::: SUPPLIED PASSAGE :::

Une école d’art
Conception: Musée de la danse and Festival d’Avignon

Since 2007, during the Festival d’Avignon, the local École d’Art has transformed into a “hub of spectators,” a resource center and a privileged space of encounter with guest art groups.

In 2009, Boris Charmatz, along with the team from the Centre chorégraphique national de Rennes et de Bretagne, began to invent the Musée de la danse which also explores these concepts, in particular by inviting the public to visit original arrangements that bring together intellectuals and artists in the context of performative forms.
These two approaches, defending the idea that everyone can always learn something from artistic experience, are today combined in the project called “Une école d’art.” What could be more natural than giving this art school a location that would be a continuation of the school that operates throughout the year in Avignon.

:::

_SET PROBLEM A_
In the text about "Une école d'art," since what year has the local École d'Art become a "hub of spectators" during the Festival d'Avignon?
_SET PROBLEM B_
Do these statements agree with the text about "Une école d'art"? (i) Boris Charmatz began inventing the Musée de la danse in 2009. (ii) The school in Avignon runs only during the festival. (iii) The project was conceived by the Musée de la danse and the Festival d'Avignon. Answer yes or no for each and quote the deciding words.
_SET PROBLEM C_
Carry on the text about "Une école d'art" after its final sentence.

::: SOURCE EXCERPT :::

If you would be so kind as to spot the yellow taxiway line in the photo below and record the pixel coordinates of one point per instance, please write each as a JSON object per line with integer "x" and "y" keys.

:::

_EXERCISE OUTPUT A_
Since 2007.

_EXERCISE OUTPUT B_
(i) Yes: "In 2009, Boris Charmatz, along with the team from the Centre chorégraphique national de Rennes et de Bretagne, began to invent the Musée de la danse"
(ii) No: "the school that operates throughout the year in Avignon"
(iii) Yes: "Conception: Musée de la danse and Festival d’Avignon"

_EXERCISE OUTPUT C_
Open all day, the project will feature video installations by such artists as the Polish Artur Żmijewski and the Korean Sung Hwan Kim, photographs by Jean-Luc Moulène, open workshops with Tim Etchells and with Jérôme Bel, visits to conservation-restoration workshops (a specialty of the Avignon École d’Art focused on the preservation of ephemeral works) organized by the school’s staff, as well as discussions with the public. In the small hours of the night, we will be organizing “battles” between artists, or improvised confrontations like Boris Charmatz often does, and which will pitch against one another guest artists such as Médéric Collignon, Simone Forti, Meg Stuart, François Chaignaud, and Benoît Lachambre. We are also preparing two “poster sessions,” or singular events akin to performance-debates, one on the theme of motion, the other about school. The art school spirit will also manifest itself at the Festival d’Avignon in the presence of original installations by three artists who work at the boundary between visual arts and performing arts: Jean Michel Bruyère, William Forsythe, and Tino Sehgal.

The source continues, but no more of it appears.